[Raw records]
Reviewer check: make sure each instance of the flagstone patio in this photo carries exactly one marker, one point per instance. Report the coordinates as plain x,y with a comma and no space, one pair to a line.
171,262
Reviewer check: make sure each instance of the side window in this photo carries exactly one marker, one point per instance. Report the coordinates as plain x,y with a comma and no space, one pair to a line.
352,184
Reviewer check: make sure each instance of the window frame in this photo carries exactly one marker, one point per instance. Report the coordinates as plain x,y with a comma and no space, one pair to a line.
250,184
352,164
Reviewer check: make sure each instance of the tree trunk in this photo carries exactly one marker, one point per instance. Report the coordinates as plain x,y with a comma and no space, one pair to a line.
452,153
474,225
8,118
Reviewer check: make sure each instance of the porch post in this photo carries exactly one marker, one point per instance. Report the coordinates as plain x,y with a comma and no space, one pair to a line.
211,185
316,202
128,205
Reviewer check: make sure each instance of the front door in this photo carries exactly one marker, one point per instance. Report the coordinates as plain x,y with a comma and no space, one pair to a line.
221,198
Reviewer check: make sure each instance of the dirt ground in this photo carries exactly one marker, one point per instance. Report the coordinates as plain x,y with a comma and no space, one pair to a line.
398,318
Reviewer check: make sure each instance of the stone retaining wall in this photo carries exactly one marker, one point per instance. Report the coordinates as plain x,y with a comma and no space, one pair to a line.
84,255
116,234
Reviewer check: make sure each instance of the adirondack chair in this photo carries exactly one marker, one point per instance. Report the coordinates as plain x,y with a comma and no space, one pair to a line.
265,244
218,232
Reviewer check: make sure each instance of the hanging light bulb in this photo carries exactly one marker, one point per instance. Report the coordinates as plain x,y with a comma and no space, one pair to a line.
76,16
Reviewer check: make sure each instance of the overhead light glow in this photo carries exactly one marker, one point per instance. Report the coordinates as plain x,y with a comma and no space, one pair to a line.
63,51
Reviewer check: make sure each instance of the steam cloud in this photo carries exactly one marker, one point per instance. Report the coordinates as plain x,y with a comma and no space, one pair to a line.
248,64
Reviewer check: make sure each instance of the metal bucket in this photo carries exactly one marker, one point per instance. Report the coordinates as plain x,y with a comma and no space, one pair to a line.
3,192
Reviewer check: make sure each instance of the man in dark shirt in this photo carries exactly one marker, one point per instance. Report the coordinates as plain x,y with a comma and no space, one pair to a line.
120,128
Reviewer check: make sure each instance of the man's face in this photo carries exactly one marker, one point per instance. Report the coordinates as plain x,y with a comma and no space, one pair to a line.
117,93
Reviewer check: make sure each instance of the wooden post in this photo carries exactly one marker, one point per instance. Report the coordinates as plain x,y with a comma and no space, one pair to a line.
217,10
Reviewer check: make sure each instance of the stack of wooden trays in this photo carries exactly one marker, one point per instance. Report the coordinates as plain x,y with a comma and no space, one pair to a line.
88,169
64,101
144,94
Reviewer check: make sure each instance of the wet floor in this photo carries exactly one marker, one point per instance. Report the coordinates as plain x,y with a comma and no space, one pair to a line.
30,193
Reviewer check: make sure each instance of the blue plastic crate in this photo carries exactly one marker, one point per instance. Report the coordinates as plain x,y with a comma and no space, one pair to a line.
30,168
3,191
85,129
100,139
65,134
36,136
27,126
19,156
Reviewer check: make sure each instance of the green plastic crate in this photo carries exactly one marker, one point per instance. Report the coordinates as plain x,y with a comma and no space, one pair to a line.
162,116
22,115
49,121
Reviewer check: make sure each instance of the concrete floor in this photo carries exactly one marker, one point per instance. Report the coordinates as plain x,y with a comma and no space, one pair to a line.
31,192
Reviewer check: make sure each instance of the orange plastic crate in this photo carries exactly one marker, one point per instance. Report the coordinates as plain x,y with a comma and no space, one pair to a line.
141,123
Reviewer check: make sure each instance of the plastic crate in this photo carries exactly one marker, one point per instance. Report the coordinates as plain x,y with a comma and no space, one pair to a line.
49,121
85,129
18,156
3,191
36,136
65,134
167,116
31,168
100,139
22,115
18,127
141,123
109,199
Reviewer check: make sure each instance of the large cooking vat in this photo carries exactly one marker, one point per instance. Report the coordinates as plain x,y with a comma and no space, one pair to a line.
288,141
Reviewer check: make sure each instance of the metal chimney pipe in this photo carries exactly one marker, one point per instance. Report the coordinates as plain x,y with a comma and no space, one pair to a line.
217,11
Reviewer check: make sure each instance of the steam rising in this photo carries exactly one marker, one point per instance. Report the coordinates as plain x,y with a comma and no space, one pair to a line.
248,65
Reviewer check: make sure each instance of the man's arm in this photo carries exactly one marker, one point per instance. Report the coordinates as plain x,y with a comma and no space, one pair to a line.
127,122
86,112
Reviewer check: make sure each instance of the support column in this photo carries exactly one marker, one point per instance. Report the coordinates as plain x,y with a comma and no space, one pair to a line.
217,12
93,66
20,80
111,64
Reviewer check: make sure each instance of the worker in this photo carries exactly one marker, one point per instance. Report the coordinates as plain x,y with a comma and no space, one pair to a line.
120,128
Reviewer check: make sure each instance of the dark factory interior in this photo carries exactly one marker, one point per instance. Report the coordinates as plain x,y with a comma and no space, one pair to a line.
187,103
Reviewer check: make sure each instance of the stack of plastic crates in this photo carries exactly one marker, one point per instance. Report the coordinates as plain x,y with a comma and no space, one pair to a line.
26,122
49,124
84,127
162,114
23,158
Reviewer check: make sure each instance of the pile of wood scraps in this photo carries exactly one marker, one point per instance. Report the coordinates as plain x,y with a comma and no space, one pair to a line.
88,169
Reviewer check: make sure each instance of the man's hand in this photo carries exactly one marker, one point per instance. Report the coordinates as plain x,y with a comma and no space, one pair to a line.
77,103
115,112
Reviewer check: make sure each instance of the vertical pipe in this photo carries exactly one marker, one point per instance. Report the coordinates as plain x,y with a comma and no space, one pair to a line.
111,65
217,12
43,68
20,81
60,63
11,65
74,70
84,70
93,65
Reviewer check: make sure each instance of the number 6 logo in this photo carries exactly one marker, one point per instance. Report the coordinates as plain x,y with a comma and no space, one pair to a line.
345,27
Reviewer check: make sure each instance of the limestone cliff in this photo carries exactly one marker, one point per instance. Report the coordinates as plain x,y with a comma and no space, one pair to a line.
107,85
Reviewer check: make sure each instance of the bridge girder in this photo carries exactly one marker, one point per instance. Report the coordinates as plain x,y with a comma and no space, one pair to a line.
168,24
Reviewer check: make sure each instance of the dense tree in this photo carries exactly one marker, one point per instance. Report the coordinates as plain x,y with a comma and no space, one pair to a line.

-- The task --
Reproduce each record exactly as it appears.

-- Completed task --
Reviewer check: make sure each instance of the flagstone patio in this photo carries exactly one marker, one point per instance. Report the coordinates as plain x,y with a comma and no space, one pair to a line.
171,262
Reviewer check: make sure each instance of the side window in this photo carries exactly one marker, one point per instance. Report the coordinates as plain x,y with a comma and no space, one pair to a line.
352,184
Reviewer check: make sure each instance of the window frame in this photo carries exactly one marker, one point per instance. Report the coordinates as plain x,y with a comma and no space, one pair to a line.
250,184
352,164
Reviewer check: make sure each instance of the tree trunk in this photo carries exactly one marker, one point per instance. Report the coordinates as plain x,y with a comma and no space, one pair to a line.
452,153
474,225
8,118
Reviewer check: make sure each instance of the porch post in this photo carries exactly one marker, one point per instance. Report the coordinates as plain x,y with a comma and no space, one pair to a line.
211,185
316,202
128,205
Reviewer check: make sure each instance of the front door in this photo carries exactly one marker, one point per instance. Report the coordinates as plain x,y with a comma and no space, one pair to a line.
221,198
Reviewer check: make sure each instance of the dirt ground in this photo carries exactly one marker, one point per instance. Report the coordinates as plain x,y with a comma and no space, one pair to a line.
398,318
Reviewer check: make sure each instance of the stone retaining wall in this photo carries exactly one marker, one point per instance. Report the coordinates as plain x,y with a comma and no space, one pair to a line.
84,255
116,234
Reviewer check: make sure each instance of the adirondack chair in this photo carries exactly one marker, one point per instance. Report the coordinates as plain x,y with a comma and no space, one pair to a line.
265,244
218,232
Reviewer check: make sure each instance of the hanging light bulb in this photo carries exactly one marker, one point per instance. Report the coordinates as plain x,y with a comma and no space, one pair to a line.
76,16
Reviewer check: make sure each instance of the overhead light glow in this photo carries exactly one marker, one point per instance. Report the coordinates as plain x,y with a comma and no space, one pair to a line.
63,51
Reviewer check: make sure each instance of the steam cloud in this photo carries exactly one marker, one point per instance. Report the coordinates as plain x,y with a comma and no space, one pair to a line.
248,64
Reviewer check: make sure each instance of the metal bucket in this photo carries exactly one marker, one point per instance. Report the coordinates as plain x,y with a comma and no space, one pair to a line.
3,192
Reviewer check: make sure each instance of the man in dark shirt in this photo carries exactly one marker, one point per instance. Report the coordinates as plain x,y with a comma and no space, one pair to a line.
120,128
Reviewer check: make sure each instance of the man's face in this photo carries exactly one marker, one point per instance. Report the coordinates as plain x,y with a comma and no space, one pair to a line.
117,93
Reviewer check: make sure each instance of the wooden post in this photo carries exactly one marker, one point per instance. Report the coordinates as plain x,y with a comma and no space, one pair to a line.
217,10
Reviewer check: make sure each instance of the stack of wooden trays in this photo carries exactly one marker, one point per instance. Report the coordinates as plain x,y with a comma and no space, one pair to a line.
88,169
64,101
144,94
Reviewer check: make sure each instance of the wet floor in this photo carries exactly one marker, one point per instance. Report the coordinates as plain x,y with a comma and no space, one pair to a line.
30,193
Reviewer check: make sure each instance of the blue plastic crate in this photo carries exactly one marker, one point per instance. Report the coordinates as plain x,y with a comma and no space, one pair to a line.
30,168
3,191
85,129
100,139
65,134
36,136
27,126
19,156
Reviewer check: make sure each instance of the green plastic crate in this photo carries exactly one marker, one point per instance. Report the coordinates as plain x,y with a comma and no space, one pair to a line.
162,116
22,115
49,121
Reviewer check: make sure each instance of the concrete floor in this photo carries exactly one marker, one point per instance. Report the coordinates as plain x,y with a comma and no space, one pair to a line.
31,192
Reviewer check: make sure each instance of the orange plastic crate in this photo carries exactly one marker, one point per instance. Report the coordinates as plain x,y with a comma and no space, one pair to a line.
141,123
Reviewer check: make sure each instance of the plastic crate in this photo carries exactly one marker, one point per instance. Report the coordinates as plain x,y with a comma and no space, one pair to a line.
49,121
85,129
18,156
3,191
36,136
65,134
167,116
31,168
100,139
22,115
18,127
141,123
109,199
Reviewer check: make sure each instance of the large cooking vat in this photo carries exactly one marker, one point per instance. Report the coordinates as plain x,y with a comma and no space, one pair to a line.
288,141
Reviewer check: make sure each instance of the metal chimney pipe in this photo carries exactly one marker, one point per instance. Report the coordinates as plain x,y with a comma and no space, one pair to a line.
217,11
Reviewer check: make sure each instance of the steam rising in this photo carries exactly one marker, one point per instance. Report the coordinates as plain x,y with a comma and no space, one pair to a line.
248,65
Reviewer check: make sure each instance of the man's arm in this photo carries exactly one marker, one point per instance. Report the coordinates as plain x,y with a comma and no space, one pair to a line.
127,122
86,112
Reviewer check: make sure each instance of the support column in this photo carries exactly one marker, one point per instance. Report the coordinates as plain x,y with a comma and no space, one pair to a line.
217,12
93,66
20,80
111,64
Reviewer check: make sure each instance of the worker in this photo carries exactly one marker, one point per instance. Report the coordinates as plain x,y with a comma and no space, one pair to a line.
120,128
Reviewer check: make sure each instance of the dark factory interior in this photo carries exactly one marker, one point per instance. Report the coordinates as plain x,y with a comma and no space, one pair to a line.
187,103
Reviewer check: make sure each instance of the stack of plastic crates in this photo carries exactly one marker, one point per instance. Report the coordinates as plain x,y with a comma and no space, one pair to a line.
26,122
49,124
84,127
162,114
23,158
Reviewer check: make sure each instance of the pile of wood scraps in this photo carries exactly one marker, one point per instance. Report the coordinates as plain x,y with a comma and no space, one pair to a line.
88,169
Reviewer check: make sure each instance of the man's hand in this photo carries exactly one marker, one point per instance. Report the coordinates as plain x,y with a comma and no space, one pair to a line.
77,103
115,112
Reviewer check: make sure each instance of the vertical pipe in this photo carries exactly one marker, one point per instance. Report the coordinates as plain x,y with a comma and no space, one pair to a line.
111,65
217,12
43,68
20,81
60,63
11,65
74,70
84,70
93,65
Reviewer check: make sure each instance of the number 6 logo in this photo carries exactly one marker, one point per instance. Report the coordinates as plain x,y with a comma and no space, one pair to a line.
345,27
Reviewer check: make sure each instance of the limestone cliff in this photo carries exactly one marker, one point per instance. Report the coordinates as plain x,y with a comma and no space, one pair to a line.
107,85
Reviewer check: make sure each instance of the bridge girder in this photo carries exactly one marker, one point per instance. Report the coordinates as plain x,y with a comma and no space, one pair to a line.
168,24
Reviewer check: make sure each instance of the dense tree in this photo carries exactly one marker, one point per instance. Report the coordinates as plain x,y with a comma and no space, one pair to a line.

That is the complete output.